◆ Exercise ◆
Convert all of the material below into a Markdown table with two columns, No. and Text. Give each line its own row with a running row number, and leave out blank lines.

◆ Records for this exercise ◆
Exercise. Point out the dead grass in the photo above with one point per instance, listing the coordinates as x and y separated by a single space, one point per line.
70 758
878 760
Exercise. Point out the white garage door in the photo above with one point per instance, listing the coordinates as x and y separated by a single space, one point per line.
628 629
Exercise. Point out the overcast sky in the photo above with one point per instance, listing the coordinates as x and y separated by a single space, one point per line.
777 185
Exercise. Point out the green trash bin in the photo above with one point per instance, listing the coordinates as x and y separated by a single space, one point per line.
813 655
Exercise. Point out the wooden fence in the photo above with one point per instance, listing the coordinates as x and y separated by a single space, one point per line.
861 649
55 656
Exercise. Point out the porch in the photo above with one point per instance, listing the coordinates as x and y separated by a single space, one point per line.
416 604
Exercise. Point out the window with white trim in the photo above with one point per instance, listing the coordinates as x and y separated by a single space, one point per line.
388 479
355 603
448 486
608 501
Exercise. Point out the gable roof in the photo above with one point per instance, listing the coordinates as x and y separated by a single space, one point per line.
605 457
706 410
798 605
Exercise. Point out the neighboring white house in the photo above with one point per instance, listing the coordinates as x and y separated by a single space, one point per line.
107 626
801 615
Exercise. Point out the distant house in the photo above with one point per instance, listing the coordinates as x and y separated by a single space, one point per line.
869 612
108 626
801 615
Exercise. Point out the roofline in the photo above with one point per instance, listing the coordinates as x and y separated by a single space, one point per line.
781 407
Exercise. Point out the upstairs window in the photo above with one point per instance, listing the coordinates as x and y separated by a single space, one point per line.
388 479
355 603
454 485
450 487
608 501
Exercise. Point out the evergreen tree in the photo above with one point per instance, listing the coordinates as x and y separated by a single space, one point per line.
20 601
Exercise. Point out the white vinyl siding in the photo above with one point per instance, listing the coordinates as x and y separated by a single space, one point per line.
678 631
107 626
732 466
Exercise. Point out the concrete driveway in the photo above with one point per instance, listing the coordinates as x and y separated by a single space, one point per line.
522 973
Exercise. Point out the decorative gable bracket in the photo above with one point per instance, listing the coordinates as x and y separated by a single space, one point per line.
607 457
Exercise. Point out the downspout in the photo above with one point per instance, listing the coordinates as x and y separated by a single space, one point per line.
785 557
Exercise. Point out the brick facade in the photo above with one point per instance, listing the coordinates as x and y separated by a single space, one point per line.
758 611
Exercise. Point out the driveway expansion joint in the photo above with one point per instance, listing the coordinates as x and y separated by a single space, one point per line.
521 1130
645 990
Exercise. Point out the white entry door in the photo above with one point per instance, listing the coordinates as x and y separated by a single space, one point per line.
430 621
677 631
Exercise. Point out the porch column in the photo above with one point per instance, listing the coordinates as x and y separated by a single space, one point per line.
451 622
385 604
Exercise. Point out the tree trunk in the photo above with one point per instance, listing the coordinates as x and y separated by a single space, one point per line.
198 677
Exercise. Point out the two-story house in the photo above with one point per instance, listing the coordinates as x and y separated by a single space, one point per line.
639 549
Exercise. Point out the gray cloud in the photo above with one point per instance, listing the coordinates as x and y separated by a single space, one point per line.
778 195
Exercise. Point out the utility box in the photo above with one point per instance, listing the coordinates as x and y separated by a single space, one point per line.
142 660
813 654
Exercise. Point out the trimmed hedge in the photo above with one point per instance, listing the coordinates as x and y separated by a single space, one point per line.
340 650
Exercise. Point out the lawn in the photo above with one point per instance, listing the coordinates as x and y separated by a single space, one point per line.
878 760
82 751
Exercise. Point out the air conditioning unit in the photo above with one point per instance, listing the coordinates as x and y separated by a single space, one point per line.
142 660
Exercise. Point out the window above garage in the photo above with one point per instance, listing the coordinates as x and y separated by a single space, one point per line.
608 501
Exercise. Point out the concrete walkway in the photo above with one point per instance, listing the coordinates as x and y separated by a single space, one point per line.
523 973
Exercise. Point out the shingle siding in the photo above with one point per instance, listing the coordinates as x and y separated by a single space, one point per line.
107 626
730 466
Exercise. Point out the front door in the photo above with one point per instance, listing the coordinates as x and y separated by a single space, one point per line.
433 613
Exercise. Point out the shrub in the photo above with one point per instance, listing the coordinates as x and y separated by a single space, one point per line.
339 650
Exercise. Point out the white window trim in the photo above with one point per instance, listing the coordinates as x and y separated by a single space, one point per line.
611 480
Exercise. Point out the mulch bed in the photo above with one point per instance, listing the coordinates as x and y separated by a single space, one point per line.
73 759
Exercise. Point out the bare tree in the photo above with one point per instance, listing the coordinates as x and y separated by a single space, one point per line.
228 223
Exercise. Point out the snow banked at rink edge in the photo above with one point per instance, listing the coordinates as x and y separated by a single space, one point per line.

◆ Task result ◆
| No. | Text |
|---|---|
| 1 | Exercise. Point out the dead grass in the photo above with one point per instance, listing the coordinates as x and y separated by a single space, one point per line. |
| 2 | 70 758 |
| 3 | 878 760 |
| 4 | Exercise. Point out the white garage door in the photo above with one point per instance, listing the coordinates as x and y separated by a single space, one point per line. |
| 5 | 628 629 |
| 6 | Exercise. Point out the overcast sky in the photo above with one point per instance, listing the coordinates as x and y separated by a single space, one point per line. |
| 7 | 777 185 |
| 8 | Exercise. Point out the green trash bin in the photo above with one point per instance, listing the coordinates as x and y separated by a single space, one point per line. |
| 9 | 813 655 |
| 10 | Exercise. Point out the wooden fence in the photo above with one point per instance, listing the coordinates as x and y separated by a single space, one point per line. |
| 11 | 861 649 |
| 12 | 55 656 |
| 13 | Exercise. Point out the porch in the photo above with one point per instance, listing the coordinates as x and y separated by a single space, one point per line. |
| 14 | 416 604 |
| 15 | Exercise. Point out the window with white trim in the photo above with one point per instance, listing the coordinates as x and y separated by a single space, one point per line. |
| 16 | 388 479 |
| 17 | 355 603 |
| 18 | 448 486 |
| 19 | 608 501 |
| 20 | Exercise. Point out the gable roof in the photo above with one point per instance, listing the coordinates as x and y separated by a single space, one point per line. |
| 21 | 605 457 |
| 22 | 706 410 |
| 23 | 798 605 |
| 24 | Exercise. Point out the neighboring white house in the photo above with one point per instance, listing the coordinates as x and y separated by a single space, one point per line. |
| 25 | 107 626 |
| 26 | 801 615 |
| 27 | Exercise. Point out the distant house in the photo above with one point per instance, listing the coordinates as x and y separated by a single space, one point per line. |
| 28 | 869 612 |
| 29 | 108 626 |
| 30 | 801 615 |
| 31 | Exercise. Point out the roofline in the photo above with one point per instance, listing the coordinates as x and y separated by a single space, one point per line. |
| 32 | 781 407 |
| 33 | Exercise. Point out the upstairs window in the photo above with one point per instance, listing the coordinates as x and y separated by a single space, one point per line. |
| 34 | 388 479 |
| 35 | 355 603 |
| 36 | 454 485 |
| 37 | 450 487 |
| 38 | 608 501 |
| 39 | Exercise. Point out the evergreen tree in the photo above with one point per instance, listing the coordinates as x and y separated by a single space, one point per line. |
| 40 | 20 601 |
| 41 | Exercise. Point out the white vinyl siding in the photo above with one point per instance, listing the coordinates as x and y separated by a single space, one point per line. |
| 42 | 678 631 |
| 43 | 107 626 |
| 44 | 732 466 |
| 45 | Exercise. Point out the concrete driveway in the photo above with one point per instance, listing the coordinates as x and y separated by a single space, one point per line. |
| 46 | 522 973 |
| 47 | Exercise. Point out the decorative gable bracket in the photo above with one point per instance, listing the coordinates as x and y separated by a single space, one point per line. |
| 48 | 607 457 |
| 49 | Exercise. Point out the downspout in the photo above with one point per instance, listing the coordinates as x and y separated by a single space, one point per line. |
| 50 | 785 557 |
| 51 | Exercise. Point out the brick facade in the photo above with one point per instance, listing the coordinates as x and y separated by a single space, one point per line. |
| 52 | 758 611 |
| 53 | Exercise. Point out the driveway expansion joint in the photo above with one point per instance, listing the coordinates as x and y separated by a single space, one point per line. |
| 54 | 521 1130 |
| 55 | 645 990 |
| 56 | Exercise. Point out the white entry door in the photo above with one point per instance, listing the coordinates as x and y separated by a single space, one point per line. |
| 57 | 430 621 |
| 58 | 677 631 |
| 59 | Exercise. Point out the porch column in the photo above with one point per instance, listing the coordinates as x and y separated by a single space, one point per line. |
| 60 | 451 622 |
| 61 | 385 604 |
| 62 | Exercise. Point out the tree trunk in the photo above with one point per instance, listing the coordinates as x and y separated by a single space, one point per line. |
| 63 | 198 677 |
| 64 | Exercise. Point out the two-story house in the photo above with one point per instance, listing the coordinates as x and y separated by a single space, one point per line. |
| 65 | 639 549 |
| 66 | Exercise. Point out the gray cloud in the photo above with one point per instance, listing the coordinates as x and y separated by a single space, one point per line. |
| 67 | 778 195 |
| 68 | Exercise. Point out the utility box in the photo above with one point per instance, listing the coordinates as x and y separated by a single space, one point per line. |
| 69 | 142 660 |
| 70 | 813 654 |
| 71 | Exercise. Point out the trimmed hedge in the photo above with one point per instance, listing the coordinates as x and y separated by a single space, one point per line. |
| 72 | 340 650 |
| 73 | Exercise. Point out the lawn in the photo above with one point per instance, listing the coordinates as x and y separated by a single space, one point per line. |
| 74 | 878 760 |
| 75 | 82 751 |
| 76 | Exercise. Point out the air conditioning unit in the photo above with one point per instance, listing the coordinates as x and y separated by a single space, one point per line. |
| 77 | 142 660 |
| 78 | Exercise. Point out the window above garage in the photo above with one point per instance, listing the coordinates as x and y separated by a single space, one point per line. |
| 79 | 608 501 |
| 80 | Exercise. Point out the concrete walkway in the photo above with one point per instance, listing the coordinates as x and y separated by a single space, one point per line. |
| 81 | 523 973 |
| 82 | Exercise. Point out the shingle siding in the photo above with one point per instance, listing the coordinates as x and y separated by a single space, one point per line. |
| 83 | 107 626 |
| 84 | 730 466 |
| 85 | Exercise. Point out the front door in the photo above with one point per instance, listing the coordinates as x and y separated by a single space, one point per line. |
| 86 | 433 613 |
| 87 | Exercise. Point out the shrub in the photo above with one point per instance, listing the coordinates as x and y separated by a single space, one point per line. |
| 88 | 339 650 |
| 89 | Exercise. Point out the white window trim in the photo above with one point per instance, listing the coordinates as x and y separated by a single space, one point per line. |
| 90 | 611 480 |
| 91 | Exercise. Point out the mulch bed in the photo above with one point per instance, listing the coordinates as x and y separated by a single space, one point per line. |
| 92 | 73 759 |
| 93 | Exercise. Point out the bare tree in the photo above with one point per instance, listing the coordinates as x and y separated by a single space, one point per line. |
| 94 | 228 223 |
| 95 | Exercise. Point out the snow banked at rink edge in the photo above with one point per instance, listing the coordinates as x and y separated by a single space, one point per line. |